__Requirement A__
In the Steve Jobs essay, what year did the writer go to film school?
__Requirement B__
In the Steve Jobs essay, switch "Santa Monica" to "Pasadena" and give the text between "Leaving the theater" and "of our generation.", inclusive.
__Requirement C__
Please shorten the paragraph of the Steve Jobs essay that begins "When I went to film school" while keeping its main facts.

__Passage to read__
And so my redemption has come over the last twenty years through helping others avoid making the errors that I made in my youth.

In my workshops I teach that our minds work in black/white, either/or, yes/no. That is how our minds make sense of reality, which is inherently amorphous. By putting things in neat little binary boxes.

And yet one of the greatest discoveries of physics in the 20th century is that light exists as both a particle AND a wave.

Steve Jobs' legacy as the greatest visionary of our generation is unassailable. But what Aaron Sorkin is asking of the audience may be too intensely demanding for some viewers. For are you willing to entertain the possibility that the greatest visionary of our time was also a Machiavellian sociopath - a man thoroughly devoid of empathy or even sympathy for others, even his own offspring (or maybe especially his own offspring)?

Is it too difficult for you to digest that Steve Jobs' "genius" was primarily as an aggregator, that most of the brilliant ideas he supposedly had were appropriated (stolen) from others and he refused to credit those people?

And will you go one step past the film and entertain the possibility that a genius' bitterness about being given up for adoption caused him to get cancer and die unnecessarily at an early age?

Leaving the theater in Santa Monica after seeing "Steve Jobs" for the second time, I noticed that every individual on the promenade was carrying an iPhone and most of the people sitting in cafes were working on MacBooks or iPads.

When I went to film school in 1994 I was dependent on scores of people and very unwieldy equipment to produce my films. In the last 5 years I have produced five feature length DVDs on iMac computers with the help of 2 director/editors: Dalan McNabola and Alexandra Lipsitz.

Steve Jobs changed our lives - the way we communicate, the way we interact, the way we create, the way we think - more than any other person of our generation.

So why is it so difficult - nay, impossible for some - to believe that he was a relentless prick who trampled on or manipulated everyone around him to execute his vision of the future?

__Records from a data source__
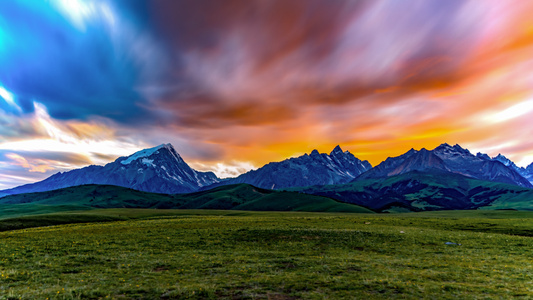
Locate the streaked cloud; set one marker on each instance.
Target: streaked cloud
(236, 84)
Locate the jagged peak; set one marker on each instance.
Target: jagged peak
(455, 148)
(314, 152)
(483, 156)
(147, 152)
(500, 156)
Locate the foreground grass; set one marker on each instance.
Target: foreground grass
(271, 256)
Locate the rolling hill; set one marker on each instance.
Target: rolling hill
(235, 197)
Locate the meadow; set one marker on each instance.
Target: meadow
(197, 254)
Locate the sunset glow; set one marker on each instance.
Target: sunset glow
(236, 84)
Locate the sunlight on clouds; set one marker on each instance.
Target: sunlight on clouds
(92, 140)
(512, 112)
(78, 12)
(38, 166)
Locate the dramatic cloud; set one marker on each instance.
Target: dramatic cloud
(236, 84)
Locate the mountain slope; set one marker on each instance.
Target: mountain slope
(159, 169)
(235, 197)
(527, 172)
(453, 159)
(313, 169)
(428, 190)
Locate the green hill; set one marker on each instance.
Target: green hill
(231, 197)
(422, 191)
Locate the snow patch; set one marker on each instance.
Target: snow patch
(148, 162)
(142, 153)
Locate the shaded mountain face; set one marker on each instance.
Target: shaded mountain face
(158, 170)
(527, 172)
(237, 197)
(314, 169)
(453, 159)
(428, 190)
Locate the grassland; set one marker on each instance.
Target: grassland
(231, 197)
(156, 254)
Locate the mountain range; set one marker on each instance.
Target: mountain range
(160, 170)
(453, 159)
(447, 177)
(309, 169)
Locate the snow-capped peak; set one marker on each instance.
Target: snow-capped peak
(144, 153)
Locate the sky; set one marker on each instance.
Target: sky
(235, 84)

__Answer section A__
1994

__Answer section B__
Leaving the theater in Pasadena after seeing "Steve Jobs" for the second time, I noticed that every individual on the promenade was carrying an iPhone and most of the people sitting in cafes were working on MacBooks or iPads.

When I went to film school in 1994 I was dependent on scores of people and very unwieldy equipment to produce my films. In the last 5 years I have produced five feature length DVDs on iMac computers with the help of 2 director/editors: Dalan McNabola and Alexandra Lipsitz.

Steve Jobs changed our lives - the way we communicate, the way we interact, the way we create, the way we think - more than any other person of our generation.

__Answer section C__
At film school in 1994, the writer depended on many people and unwieldy equipment to make films. In the last 5 years, the writer has produced five feature-length DVDs on iMac computers with two director/editors, Dalan McNabola and Alexandra Lipsitz.